A Timeless Lesson – Don’t Miss the Forest for the Trees

January 17, 2022

The sky is (still) falling! No, really, it is. Just look around. Political discord, Covid, rising inflation, ever growing spending and federal debt levels, geopolitical threats from China and Russia. Did I miss anything? Oh yeah, Islamic Jihad.

With all of these worries, how can we prepare for the coming (your fear here)? What should we as investors do?

Our advice – nothing. Absolutely nothing.

The end has always been nigh. There has always been something really big to worry about. That being the case, the only question that matters is, can your portfolio design get you through (your fear here)?


As you may know, we believe in a balanced, indexed portfolio. It holds asset classes that are generally economically non-correlated. That means they can rise or fall commensurate with the economic climate we find ourselves in.


So, Ignore Everything

For many years now, I have been cataloging the biggest worries of the year, starting back in 1972. I’ve also cataloged how the indexes used to build a balanced portfolio performed over that same period of time, troubles not-withstanding. Here’s the updated list, through 2021.

LIST OF TASKS.
(1) In the investment post, starting with what year has the writer been cataloging the biggest worries of each year?
(2) Resume the investment post after its final sentence, keeping its voice and subject.

DATA SECTION.
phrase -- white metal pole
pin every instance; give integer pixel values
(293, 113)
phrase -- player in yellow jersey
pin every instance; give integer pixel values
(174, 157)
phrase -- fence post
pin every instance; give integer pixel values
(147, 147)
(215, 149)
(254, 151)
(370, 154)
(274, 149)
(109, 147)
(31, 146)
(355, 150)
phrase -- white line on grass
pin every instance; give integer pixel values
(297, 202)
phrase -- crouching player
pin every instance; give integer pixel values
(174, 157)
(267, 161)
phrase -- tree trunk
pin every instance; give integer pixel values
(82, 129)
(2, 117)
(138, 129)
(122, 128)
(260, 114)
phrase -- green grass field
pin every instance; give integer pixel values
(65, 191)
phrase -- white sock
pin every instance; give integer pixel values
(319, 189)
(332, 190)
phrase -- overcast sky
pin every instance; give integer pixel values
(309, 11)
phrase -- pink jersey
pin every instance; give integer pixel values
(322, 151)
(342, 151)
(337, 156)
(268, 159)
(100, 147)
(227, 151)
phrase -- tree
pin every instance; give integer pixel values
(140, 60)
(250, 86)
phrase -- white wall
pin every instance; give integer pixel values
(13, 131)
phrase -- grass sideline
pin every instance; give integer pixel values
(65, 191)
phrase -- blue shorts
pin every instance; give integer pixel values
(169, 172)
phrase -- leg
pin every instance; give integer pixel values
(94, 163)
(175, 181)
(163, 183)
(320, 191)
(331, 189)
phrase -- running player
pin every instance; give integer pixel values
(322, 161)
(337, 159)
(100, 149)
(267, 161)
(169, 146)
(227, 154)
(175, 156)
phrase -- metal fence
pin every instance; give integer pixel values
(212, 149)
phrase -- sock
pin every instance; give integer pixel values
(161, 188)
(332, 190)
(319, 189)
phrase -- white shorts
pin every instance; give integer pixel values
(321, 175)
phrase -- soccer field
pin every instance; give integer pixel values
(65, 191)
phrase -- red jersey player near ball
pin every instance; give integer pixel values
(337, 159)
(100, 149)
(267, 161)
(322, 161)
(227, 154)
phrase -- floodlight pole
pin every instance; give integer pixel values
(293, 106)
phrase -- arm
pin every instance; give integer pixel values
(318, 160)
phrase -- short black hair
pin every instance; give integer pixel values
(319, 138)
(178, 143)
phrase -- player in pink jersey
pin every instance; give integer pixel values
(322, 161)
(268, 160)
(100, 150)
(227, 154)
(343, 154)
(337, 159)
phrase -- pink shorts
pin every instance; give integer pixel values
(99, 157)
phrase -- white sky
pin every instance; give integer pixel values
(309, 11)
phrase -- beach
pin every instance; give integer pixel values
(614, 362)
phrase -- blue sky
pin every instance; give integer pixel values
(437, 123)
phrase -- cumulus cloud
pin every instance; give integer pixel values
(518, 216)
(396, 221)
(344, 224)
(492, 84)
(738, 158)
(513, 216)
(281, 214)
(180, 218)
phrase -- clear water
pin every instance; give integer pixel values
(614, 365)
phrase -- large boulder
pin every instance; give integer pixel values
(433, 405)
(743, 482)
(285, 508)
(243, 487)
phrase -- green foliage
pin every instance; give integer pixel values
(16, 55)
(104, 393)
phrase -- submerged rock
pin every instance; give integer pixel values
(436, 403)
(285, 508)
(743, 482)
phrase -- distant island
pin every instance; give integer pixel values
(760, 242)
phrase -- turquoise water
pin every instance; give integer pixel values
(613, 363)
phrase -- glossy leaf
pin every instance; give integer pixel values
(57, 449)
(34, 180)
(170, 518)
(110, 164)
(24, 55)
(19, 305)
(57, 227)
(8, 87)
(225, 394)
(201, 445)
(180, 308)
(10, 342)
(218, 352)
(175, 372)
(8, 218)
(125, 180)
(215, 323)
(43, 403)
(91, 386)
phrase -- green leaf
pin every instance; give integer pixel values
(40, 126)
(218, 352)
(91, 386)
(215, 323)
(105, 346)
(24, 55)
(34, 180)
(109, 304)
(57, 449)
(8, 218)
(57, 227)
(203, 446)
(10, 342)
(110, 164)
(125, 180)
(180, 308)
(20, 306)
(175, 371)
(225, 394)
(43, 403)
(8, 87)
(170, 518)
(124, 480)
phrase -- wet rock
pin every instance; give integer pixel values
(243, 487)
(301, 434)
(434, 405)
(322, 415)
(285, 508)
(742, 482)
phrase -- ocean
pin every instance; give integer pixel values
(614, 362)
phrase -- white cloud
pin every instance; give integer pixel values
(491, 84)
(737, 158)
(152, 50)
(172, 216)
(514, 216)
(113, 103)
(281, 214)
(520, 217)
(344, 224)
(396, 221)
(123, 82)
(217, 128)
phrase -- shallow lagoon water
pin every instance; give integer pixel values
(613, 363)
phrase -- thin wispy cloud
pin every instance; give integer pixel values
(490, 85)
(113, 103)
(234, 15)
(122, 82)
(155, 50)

SOLVED PROBLEMS.
(1) 1972

(2)
History Revisited

50 Reasons Why People Got Scared Out Their Investment Plan.

  • 1972 Dow Tops 1000 – Market too high
  • 1973 OPEC Oil Embargo
  • 1974 Watergate, Impeachment, Nixon Resigns
  • 1975 Deep Recession in Progress
  • 1976 Limits to Long-Term Growth
  • 1977 Inflation Increases
  • 1978 Interest Rates Rise Dramatically
  • 1979 Iranian Revolution – Oil Prices Soar
  • 1980 Interest Rates and Inflation Soar
  • 1981 Deep Recession Begins
  • 1982 Recession Worsens
  • 1983 Market Prices too high
  • 1984 Record Federal Deficits
  • 1985 Economic Growth Slows
  • 1986 Dow Nears 2000 – Market too high
  • 1987 Black Monday – Market Crashes 20% in One Day
  • 1988 Savings and Loan Crisis
  • 1989 Bank Failures Increase
  • 1990 First Persian Gulf War
  • 1991 Dow Tops 3000 – Market too high
  • 1992 Global Recession
  • 1993 Hillary Clinton’s Health Care Reform
  • 1994 Mexican Currency Devaluation
  • 1995 S&P 500 tops 629 – Market too high
  • 1996 Greenspan warns of “Irrational Exuberance”
  • 1997 Asian Financial Crisis
  • 1998 Russian Currency Devaluation
  • 1999 Presidential Impeachment
  • 2000 Technology & Dotcom Meltdown
  • 2001 9-11 Terrorist Attacks
  • 2002 Corporate Malfeasance – Enron & WorldCom
  • 2003 2nd War in Iraq, SARS virus
  • 2004 Decline of Dollar
  • 2005 Hurricane Katrina
  • 2006 Rising Gas Prices
  • 2007 Subprime Mortgage Crisis
  • 2008 Credit Collapse and Great Recession
  • 2009 Collapse of Major U.S. Financial Institutions
  • 2010 European Debt Crisis – Greece
  • 2011 Downgrade of U.S. Debt
  • 2012 Extreme Political Polarization in U.S.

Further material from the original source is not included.